Coordinate annotation records:
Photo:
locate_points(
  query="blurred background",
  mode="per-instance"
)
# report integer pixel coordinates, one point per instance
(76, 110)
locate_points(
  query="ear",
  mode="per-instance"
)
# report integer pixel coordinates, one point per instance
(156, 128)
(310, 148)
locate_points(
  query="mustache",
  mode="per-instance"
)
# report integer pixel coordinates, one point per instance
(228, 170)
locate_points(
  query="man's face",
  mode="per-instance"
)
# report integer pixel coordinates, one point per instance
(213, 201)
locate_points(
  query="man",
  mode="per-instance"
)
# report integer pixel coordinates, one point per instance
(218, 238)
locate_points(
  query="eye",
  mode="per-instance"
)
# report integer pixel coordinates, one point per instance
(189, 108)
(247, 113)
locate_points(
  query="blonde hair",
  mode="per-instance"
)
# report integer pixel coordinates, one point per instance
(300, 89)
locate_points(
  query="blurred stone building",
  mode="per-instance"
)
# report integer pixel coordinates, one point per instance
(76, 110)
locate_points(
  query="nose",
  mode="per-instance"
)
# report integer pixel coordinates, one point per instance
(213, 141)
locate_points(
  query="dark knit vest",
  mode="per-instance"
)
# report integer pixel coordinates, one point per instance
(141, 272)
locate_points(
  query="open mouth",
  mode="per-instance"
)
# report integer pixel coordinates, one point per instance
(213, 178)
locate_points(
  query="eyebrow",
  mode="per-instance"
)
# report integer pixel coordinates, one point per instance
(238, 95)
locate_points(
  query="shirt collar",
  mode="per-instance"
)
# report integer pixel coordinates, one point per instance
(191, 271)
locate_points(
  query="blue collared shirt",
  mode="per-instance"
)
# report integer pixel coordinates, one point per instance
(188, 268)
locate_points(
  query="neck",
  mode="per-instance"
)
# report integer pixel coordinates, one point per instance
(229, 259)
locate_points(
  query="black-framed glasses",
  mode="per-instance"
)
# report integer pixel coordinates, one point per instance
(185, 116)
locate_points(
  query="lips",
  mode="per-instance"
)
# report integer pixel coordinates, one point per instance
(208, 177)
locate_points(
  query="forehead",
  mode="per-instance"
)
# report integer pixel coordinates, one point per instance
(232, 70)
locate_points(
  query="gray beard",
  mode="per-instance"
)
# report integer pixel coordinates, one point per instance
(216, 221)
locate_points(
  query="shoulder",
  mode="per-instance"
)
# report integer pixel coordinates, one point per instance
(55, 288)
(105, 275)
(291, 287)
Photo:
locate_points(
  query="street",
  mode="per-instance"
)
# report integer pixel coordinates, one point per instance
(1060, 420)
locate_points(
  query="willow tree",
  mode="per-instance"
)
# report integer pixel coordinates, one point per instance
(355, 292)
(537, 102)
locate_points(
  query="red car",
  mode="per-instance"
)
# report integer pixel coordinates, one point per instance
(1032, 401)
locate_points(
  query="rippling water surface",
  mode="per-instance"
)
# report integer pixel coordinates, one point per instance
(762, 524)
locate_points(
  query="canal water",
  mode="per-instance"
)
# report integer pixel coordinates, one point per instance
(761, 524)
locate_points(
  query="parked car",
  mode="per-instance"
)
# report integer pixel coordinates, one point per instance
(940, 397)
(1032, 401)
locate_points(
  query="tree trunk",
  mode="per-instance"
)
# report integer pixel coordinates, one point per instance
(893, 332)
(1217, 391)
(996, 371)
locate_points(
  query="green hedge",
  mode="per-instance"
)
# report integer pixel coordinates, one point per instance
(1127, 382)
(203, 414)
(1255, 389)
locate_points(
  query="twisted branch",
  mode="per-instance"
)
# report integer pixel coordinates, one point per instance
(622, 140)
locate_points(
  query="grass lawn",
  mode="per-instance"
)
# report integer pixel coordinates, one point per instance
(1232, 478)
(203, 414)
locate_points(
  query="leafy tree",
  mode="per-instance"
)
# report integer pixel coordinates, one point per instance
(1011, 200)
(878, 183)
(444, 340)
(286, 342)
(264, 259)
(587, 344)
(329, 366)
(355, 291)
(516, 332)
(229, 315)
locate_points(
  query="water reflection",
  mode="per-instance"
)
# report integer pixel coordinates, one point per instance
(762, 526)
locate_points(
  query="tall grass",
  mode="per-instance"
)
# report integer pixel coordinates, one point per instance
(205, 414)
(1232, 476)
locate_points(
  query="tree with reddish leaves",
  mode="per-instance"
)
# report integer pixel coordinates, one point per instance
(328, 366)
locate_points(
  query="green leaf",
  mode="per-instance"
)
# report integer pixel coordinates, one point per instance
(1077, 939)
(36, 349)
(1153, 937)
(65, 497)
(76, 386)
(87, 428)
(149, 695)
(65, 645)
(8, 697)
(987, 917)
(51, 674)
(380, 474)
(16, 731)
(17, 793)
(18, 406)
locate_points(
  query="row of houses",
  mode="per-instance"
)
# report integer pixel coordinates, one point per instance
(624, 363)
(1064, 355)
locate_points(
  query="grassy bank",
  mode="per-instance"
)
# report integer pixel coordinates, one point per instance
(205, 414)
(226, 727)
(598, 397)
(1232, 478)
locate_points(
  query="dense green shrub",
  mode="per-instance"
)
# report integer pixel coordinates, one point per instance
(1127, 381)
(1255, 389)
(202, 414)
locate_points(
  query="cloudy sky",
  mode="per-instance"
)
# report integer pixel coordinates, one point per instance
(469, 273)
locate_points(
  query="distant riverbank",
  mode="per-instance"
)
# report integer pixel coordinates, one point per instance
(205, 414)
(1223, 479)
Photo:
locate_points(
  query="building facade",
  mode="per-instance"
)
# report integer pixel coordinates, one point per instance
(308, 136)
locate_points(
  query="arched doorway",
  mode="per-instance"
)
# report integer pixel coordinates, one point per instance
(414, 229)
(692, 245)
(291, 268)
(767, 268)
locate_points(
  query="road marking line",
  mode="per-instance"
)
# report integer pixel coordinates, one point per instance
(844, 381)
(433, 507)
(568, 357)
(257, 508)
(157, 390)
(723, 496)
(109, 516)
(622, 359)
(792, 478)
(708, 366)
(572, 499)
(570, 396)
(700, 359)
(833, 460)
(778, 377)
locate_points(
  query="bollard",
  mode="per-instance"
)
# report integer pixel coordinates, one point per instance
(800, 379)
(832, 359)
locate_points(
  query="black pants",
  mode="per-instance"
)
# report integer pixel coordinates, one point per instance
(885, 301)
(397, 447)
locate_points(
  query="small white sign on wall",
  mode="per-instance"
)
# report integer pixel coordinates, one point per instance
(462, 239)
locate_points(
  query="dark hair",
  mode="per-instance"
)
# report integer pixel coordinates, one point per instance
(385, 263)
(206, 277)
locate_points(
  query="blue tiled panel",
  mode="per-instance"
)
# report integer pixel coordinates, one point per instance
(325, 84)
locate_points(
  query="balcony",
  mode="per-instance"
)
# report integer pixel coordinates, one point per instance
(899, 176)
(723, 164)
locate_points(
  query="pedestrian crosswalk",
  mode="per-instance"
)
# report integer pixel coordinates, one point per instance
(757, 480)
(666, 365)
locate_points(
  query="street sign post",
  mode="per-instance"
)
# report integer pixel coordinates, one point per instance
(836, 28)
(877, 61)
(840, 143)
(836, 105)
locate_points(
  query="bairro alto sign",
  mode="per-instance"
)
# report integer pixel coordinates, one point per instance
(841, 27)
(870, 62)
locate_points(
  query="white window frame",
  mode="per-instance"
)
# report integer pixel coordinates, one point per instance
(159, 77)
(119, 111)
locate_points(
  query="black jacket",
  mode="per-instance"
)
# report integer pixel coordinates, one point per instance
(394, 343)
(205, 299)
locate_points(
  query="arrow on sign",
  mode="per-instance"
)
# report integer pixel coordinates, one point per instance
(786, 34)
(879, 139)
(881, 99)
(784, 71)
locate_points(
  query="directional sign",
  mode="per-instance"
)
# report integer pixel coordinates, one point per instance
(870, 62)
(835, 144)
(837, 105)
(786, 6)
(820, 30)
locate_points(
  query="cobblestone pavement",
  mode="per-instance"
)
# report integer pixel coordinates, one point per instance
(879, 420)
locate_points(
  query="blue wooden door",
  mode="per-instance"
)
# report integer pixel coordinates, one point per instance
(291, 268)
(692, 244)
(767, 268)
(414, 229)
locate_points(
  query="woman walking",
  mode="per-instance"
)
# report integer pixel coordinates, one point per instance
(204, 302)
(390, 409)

■ Requirement ■
Find each line in the data above that contains the string "building" and copy those lines out. Case counts when matching.

■ Output ■
  query="blurred stone building",
  query="building facade",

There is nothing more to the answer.